A run of records

%%

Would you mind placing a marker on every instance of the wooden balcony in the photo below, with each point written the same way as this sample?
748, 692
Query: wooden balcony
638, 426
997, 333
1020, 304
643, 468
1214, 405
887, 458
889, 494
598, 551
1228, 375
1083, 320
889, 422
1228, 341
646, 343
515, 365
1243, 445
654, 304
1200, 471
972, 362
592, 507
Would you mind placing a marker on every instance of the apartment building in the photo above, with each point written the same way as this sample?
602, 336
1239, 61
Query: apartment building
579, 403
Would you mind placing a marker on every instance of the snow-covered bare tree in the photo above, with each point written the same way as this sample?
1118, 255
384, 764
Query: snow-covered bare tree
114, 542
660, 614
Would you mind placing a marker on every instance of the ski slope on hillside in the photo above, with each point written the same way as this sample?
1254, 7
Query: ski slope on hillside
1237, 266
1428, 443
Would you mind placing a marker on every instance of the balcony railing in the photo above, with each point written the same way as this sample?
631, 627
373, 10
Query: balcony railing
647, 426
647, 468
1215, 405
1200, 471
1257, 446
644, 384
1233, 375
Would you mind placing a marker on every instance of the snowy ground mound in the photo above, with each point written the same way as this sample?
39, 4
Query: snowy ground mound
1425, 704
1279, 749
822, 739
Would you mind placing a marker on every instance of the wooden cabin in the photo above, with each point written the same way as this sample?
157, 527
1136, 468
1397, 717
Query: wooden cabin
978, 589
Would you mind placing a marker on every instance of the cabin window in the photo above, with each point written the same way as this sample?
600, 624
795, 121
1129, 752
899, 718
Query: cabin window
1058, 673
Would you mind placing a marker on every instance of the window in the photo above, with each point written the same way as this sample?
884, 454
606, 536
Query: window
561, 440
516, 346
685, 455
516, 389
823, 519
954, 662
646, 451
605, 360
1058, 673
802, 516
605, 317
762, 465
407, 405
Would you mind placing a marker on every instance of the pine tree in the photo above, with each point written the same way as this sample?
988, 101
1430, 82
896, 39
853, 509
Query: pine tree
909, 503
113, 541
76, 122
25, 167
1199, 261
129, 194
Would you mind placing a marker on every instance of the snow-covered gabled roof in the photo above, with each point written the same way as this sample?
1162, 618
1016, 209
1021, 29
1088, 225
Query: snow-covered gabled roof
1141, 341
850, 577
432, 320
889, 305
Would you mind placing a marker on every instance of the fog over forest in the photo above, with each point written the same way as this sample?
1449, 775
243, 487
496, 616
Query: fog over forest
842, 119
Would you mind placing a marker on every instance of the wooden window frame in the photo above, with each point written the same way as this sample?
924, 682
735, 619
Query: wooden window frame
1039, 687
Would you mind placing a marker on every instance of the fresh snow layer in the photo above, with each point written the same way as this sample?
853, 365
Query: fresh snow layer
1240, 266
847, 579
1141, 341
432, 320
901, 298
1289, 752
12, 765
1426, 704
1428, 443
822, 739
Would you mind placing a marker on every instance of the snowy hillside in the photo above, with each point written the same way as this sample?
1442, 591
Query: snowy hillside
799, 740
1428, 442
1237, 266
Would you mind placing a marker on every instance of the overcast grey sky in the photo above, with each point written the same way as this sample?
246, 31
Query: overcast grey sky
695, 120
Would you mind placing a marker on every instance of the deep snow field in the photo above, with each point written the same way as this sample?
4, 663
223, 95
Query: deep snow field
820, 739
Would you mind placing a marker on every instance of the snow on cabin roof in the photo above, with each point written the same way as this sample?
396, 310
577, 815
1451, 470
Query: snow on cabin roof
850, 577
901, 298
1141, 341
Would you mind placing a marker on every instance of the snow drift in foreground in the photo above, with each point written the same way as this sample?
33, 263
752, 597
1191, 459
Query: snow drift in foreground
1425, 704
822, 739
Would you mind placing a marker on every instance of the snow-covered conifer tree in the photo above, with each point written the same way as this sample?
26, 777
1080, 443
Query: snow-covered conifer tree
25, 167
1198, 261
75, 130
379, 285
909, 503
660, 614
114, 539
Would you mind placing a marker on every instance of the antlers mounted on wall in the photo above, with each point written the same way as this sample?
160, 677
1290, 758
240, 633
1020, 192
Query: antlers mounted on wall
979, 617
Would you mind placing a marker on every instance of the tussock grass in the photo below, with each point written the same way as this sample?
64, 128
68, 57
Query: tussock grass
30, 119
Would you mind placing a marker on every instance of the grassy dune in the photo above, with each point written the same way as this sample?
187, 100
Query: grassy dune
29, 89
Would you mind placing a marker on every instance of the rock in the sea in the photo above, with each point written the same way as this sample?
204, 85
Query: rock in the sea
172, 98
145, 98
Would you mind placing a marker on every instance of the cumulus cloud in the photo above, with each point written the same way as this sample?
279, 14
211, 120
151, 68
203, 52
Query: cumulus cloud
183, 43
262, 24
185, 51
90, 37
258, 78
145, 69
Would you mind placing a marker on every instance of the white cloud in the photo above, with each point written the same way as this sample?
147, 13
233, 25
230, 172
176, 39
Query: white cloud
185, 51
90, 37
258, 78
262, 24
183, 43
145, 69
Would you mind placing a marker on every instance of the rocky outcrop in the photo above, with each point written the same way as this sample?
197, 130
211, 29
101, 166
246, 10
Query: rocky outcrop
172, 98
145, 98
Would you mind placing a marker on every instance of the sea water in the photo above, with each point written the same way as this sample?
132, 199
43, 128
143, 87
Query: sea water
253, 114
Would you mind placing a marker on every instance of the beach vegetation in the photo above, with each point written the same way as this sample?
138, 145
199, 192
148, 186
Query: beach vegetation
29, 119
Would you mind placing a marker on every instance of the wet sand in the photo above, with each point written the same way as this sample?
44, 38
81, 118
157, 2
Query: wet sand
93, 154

%%

What you are asked to do
Write out every entry again, keeping each line exactly the same.

Reply to the exercise
Would you mind placing a marker on every instance of the wooden balcony in the photo below, with each point written the same way as this sample?
748, 692
Query: wooden balcony
638, 426
997, 333
1020, 304
643, 468
1214, 405
887, 458
889, 494
598, 551
1228, 375
1083, 320
889, 422
1228, 341
646, 343
515, 365
1243, 445
654, 304
1200, 471
972, 362
592, 507
Would you mind placing a marker on every instance of the apartment building in the photo above, with each point written the same way as this sample?
602, 336
1239, 61
Query: apartment building
579, 403
Would you mind placing a marker on every instance of the snow-covered bare tree in the photo above, with each point written the same way as this sample?
1118, 255
384, 764
Query: snow-covered bare tree
114, 542
660, 614
Would you mind placing a marker on every instance of the ski slope on hillside in the photo above, with each point written the same way as this sample?
1254, 7
Query: ski slope on hillside
1237, 266
1428, 443
Would you mind placing a marker on every instance of the balcony railing in the photo above, with each point written the same way as this sample?
631, 627
373, 10
Query: balcony railing
647, 426
647, 468
1215, 405
1200, 471
1257, 446
644, 384
1233, 375
Would you mind placing a marker on every instance of the snowy ground mound in the photo above, with each point written the same way as this sample?
39, 4
Query: snowy ground mound
1425, 704
1279, 749
822, 739
Would you mind placing a marker on every instance of the wooden cabin in the photo above, with each point written the same way as this sample?
157, 527
1136, 468
1397, 717
Query: wooden cabin
978, 589
Would you mind placing a marker on every instance of the cabin window in the photo above, with each point written the same way as this sample?
600, 624
795, 121
1129, 752
899, 718
Query: cabin window
1058, 673
Would you mind placing a marker on every instance of the window in the photo above, with each point written the same way as this sample?
884, 454
606, 536
Query: window
561, 440
516, 346
685, 455
516, 389
823, 519
954, 662
646, 451
605, 360
1058, 673
802, 516
605, 317
762, 465
407, 405
Would you mind placing a marker on every instance of the pine tree in the photo above, with each point written the same way as this sample?
988, 101
1430, 82
896, 39
853, 509
Query: pine tree
909, 503
113, 541
76, 122
25, 167
1199, 261
129, 194
Would you mind placing a marker on every instance of the snow-covered gabled roof in the photo above, with each point written the same way as this sample?
1162, 618
1016, 209
1021, 29
1088, 225
Query: snow-covered gabled roof
1141, 341
850, 577
432, 320
889, 305
Would you mind placing a marker on every instance of the fog over forest in the photo above, with each point written the same way as this sample?
1449, 775
243, 487
496, 616
Query: fog over forest
842, 119
Would you mind placing a marker on every instance of the wooden window frame in the photo above, with each point written the same way as this sample?
924, 682
735, 619
Query: wooden window frame
1039, 687
Would you mind placing a marker on every instance of the fresh snow layer in the photo above, with each point written the same way as this sample?
853, 365
Query: fresh snow layer
1240, 266
847, 579
1141, 341
432, 320
901, 298
1289, 752
12, 765
1426, 704
1428, 443
822, 739
Would you mind placing a marker on every instance of the snowy hillside in the photo above, with each point written the same way as this sample?
1442, 591
Query: snowy hillside
799, 740
1428, 442
1237, 266
Would you mind placing a marker on every instance of the overcast grey sky in the photo above, with each point written the same way as this sample?
246, 31
Query: overcast grey sky
695, 120
Would you mind placing a marker on every instance of the deep snow field in the photo above, with each point written the same way as this sample?
4, 663
223, 95
Query: deep snow field
820, 739
Would you mind placing a marker on every instance of the snow on cabin roof in the photo above, with each point written the same way as this sample?
396, 310
577, 815
1451, 470
Query: snow on cabin roof
850, 577
901, 298
1141, 341
Would you mind placing a marker on every instance of the snow drift in foreground in the photo above, with each point written the same way as this sample?
33, 263
752, 597
1191, 459
Query: snow drift in foreground
1425, 704
822, 739
Would you mind placing a marker on every instance of the snow-covered conifer tree in the photo above, with each point written the same way as this sample?
26, 777
1080, 443
Query: snow-covered conifer tree
25, 167
1198, 261
75, 130
379, 285
909, 503
660, 614
114, 539
Would you mind placing a marker on every instance of the antlers mounted on wall in the photo above, with each point written the same way as this sample?
160, 677
1290, 758
240, 633
1020, 192
Query: antlers mounted on wall
979, 617
Would you mind placing a marker on every instance of the tussock grass in the photo below, with each point written the same way as this sample?
64, 128
68, 57
Query: tussock grass
30, 119
Would you mind placing a marker on every instance of the grassy dune in the photo above, with each point written the same way as this sample?
187, 100
Query: grassy dune
29, 89
Would you mind placing a marker on every instance of the rock in the sea in the photo above, with each point written the same way as this sample?
204, 85
Query: rock in the sea
172, 98
145, 98
Would you mind placing a marker on every instance of the cumulus cloud in the photo above, with each point written the same way as this sample?
279, 14
211, 120
151, 68
203, 52
Query: cumulus cloud
183, 43
262, 24
185, 51
90, 37
258, 78
145, 69
Would you mind placing a marker on every instance of the white cloud in the photo above, with each point written the same way as this sample?
147, 13
233, 25
230, 172
176, 39
Query: white cloud
185, 51
90, 37
258, 78
262, 24
183, 43
145, 69
Would you mind placing a marker on every instance of the rocky outcrop in the photo above, with each point written the same way as this sample?
197, 130
211, 29
101, 166
246, 10
Query: rocky outcrop
172, 98
145, 98
Would you mind placing a marker on every instance of the sea water in the photo above, with each point written the same way as this sample?
132, 199
43, 128
143, 87
Query: sea water
253, 114
Would you mind placing a marker on every instance of the beach vegetation in the photo above, with each point written the same way as this sample?
138, 145
199, 192
148, 186
Query: beach vegetation
29, 119
Would you mind placing a marker on every instance of the wet sand in the photo above, with each point written the same way as this sample?
44, 38
81, 118
157, 2
Query: wet sand
93, 154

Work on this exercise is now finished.